Some records:

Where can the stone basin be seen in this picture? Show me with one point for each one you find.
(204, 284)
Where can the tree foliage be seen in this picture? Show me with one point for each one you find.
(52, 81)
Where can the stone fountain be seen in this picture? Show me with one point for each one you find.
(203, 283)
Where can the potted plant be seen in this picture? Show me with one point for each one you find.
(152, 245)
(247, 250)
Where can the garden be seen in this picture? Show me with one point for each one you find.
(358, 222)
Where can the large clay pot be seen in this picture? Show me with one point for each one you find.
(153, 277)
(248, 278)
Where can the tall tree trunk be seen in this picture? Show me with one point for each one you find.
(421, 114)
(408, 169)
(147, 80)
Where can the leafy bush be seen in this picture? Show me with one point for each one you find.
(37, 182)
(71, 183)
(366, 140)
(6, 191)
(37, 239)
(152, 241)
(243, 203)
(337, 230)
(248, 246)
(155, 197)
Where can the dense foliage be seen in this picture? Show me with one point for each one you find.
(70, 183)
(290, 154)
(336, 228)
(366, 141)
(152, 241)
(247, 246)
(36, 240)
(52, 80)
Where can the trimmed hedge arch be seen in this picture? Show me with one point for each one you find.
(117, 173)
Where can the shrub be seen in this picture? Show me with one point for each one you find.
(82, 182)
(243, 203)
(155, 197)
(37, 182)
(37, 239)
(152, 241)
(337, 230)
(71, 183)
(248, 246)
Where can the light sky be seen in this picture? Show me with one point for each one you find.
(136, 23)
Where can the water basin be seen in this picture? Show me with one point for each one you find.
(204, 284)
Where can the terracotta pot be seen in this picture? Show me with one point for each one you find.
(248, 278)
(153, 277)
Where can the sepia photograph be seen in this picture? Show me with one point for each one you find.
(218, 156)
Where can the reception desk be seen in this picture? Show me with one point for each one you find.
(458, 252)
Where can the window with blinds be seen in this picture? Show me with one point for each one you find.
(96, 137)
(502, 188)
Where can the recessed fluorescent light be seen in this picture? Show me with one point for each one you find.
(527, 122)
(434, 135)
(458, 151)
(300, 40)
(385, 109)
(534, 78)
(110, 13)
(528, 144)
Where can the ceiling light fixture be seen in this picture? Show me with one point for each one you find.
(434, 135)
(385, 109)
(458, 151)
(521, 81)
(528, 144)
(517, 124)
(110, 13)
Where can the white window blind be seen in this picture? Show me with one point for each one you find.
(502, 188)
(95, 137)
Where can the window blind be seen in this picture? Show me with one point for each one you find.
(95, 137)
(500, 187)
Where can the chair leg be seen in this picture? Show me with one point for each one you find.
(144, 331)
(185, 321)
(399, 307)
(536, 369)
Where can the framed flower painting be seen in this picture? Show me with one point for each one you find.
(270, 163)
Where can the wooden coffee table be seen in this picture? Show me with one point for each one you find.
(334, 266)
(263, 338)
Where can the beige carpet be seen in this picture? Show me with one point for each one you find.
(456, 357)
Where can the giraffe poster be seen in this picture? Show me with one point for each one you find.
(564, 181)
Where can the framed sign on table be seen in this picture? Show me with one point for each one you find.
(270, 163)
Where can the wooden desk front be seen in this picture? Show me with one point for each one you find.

Job | Rewrite all of the records above, replacing "one point" with "a single point" wherever it occurs and leaving everything else unchanged.

Result of the exercise |
Where can the stone basin be seen in this picture? Show me with a single point for each one you find.
(204, 284)
Where can the tree foliage be seen in this picture? Show me with a single point for each one you find.
(52, 81)
Where can the stone fountain be seen in this picture? Show me with a single point for each one you find.
(203, 283)
Where can the potted plant be seen in this picture? Show me with a single point for each one you find.
(152, 245)
(247, 250)
Where can the garden be seen in this picture? Show me with a single point for each one you find.
(358, 222)
Where can the large clay pot be seen in this picture? Show me with a single point for each one you find.
(153, 277)
(248, 278)
Where can the tall tree trunk be seen in this picture? Show me with a single point for each one you find.
(421, 114)
(408, 169)
(147, 80)
Where can the leafy bush be seen in this picture? Show me with a single point for each one you find.
(37, 182)
(71, 183)
(366, 140)
(6, 191)
(37, 239)
(152, 241)
(243, 203)
(337, 230)
(248, 246)
(155, 197)
Where can the dense foliage be seen in this picture? Show me with a single point for each one you find.
(70, 183)
(290, 154)
(336, 228)
(366, 141)
(152, 241)
(247, 246)
(36, 240)
(52, 80)
Where can the trimmed hedge arch be seen in this picture? Show me with a single point for each one you find.
(117, 173)
Where can the shrub be seen in this picture? Show me with a single point for each one you find.
(82, 182)
(243, 203)
(155, 197)
(37, 182)
(37, 239)
(152, 241)
(337, 230)
(71, 183)
(248, 246)
Where can the light sky be seen in this picture? Show me with a single point for each one you find.
(136, 23)
Where can the water basin be seen in this picture? Show me with a single point for each one you find.
(204, 284)
Where can the terracotta pot be seen in this picture? Show me with a single point for each one you find.
(248, 278)
(153, 277)
Where can the sepia photograph be seen in this picture? Show me with a single point for each one you find.
(218, 156)
Where can the reception desk be seen in this picture? Show me with a single point for each one you find.
(458, 252)
Where can the window with blinds be seen in this picture? Show me with a single point for each one you find.
(96, 137)
(502, 188)
Where can the recessed fluorescent light be seen in this picture? Show me with a single point for each one you find.
(527, 122)
(434, 135)
(458, 151)
(300, 40)
(385, 109)
(534, 78)
(110, 13)
(528, 144)
Where can the ceiling light fixture be seen in this picture? Show me with a single point for each one you find.
(434, 135)
(385, 109)
(458, 151)
(521, 81)
(528, 144)
(517, 124)
(110, 13)
Where can the white window blind be seen in this picture? Show me with a single point for each one you find.
(502, 188)
(95, 137)
Where can the window blind be seen in this picture? Show me with a single point for each one you find.
(95, 137)
(500, 187)
Where can the chair leg be seen in this picture? Show me with a single point for each one you find.
(144, 331)
(185, 321)
(399, 307)
(536, 369)
Where can the framed flower painting be seen in this picture? Show me with a single point for each one you find.
(270, 163)
Where can the wooden coffee table be seen in this picture? Show me with a single point for each one you find.
(334, 266)
(263, 338)
Where can the beige carpet be seen in this picture? Show me with a single point for each one you find.
(456, 357)
Where can the giraffe poster be seen in this picture? Show me with a single point for each one you find.
(564, 181)
Where can the framed sign on table be seen in this picture? Show me with a single point for each one you find.
(270, 163)
Where can the wooden desk front be seen in this picture? Show me with a single point for each one you find.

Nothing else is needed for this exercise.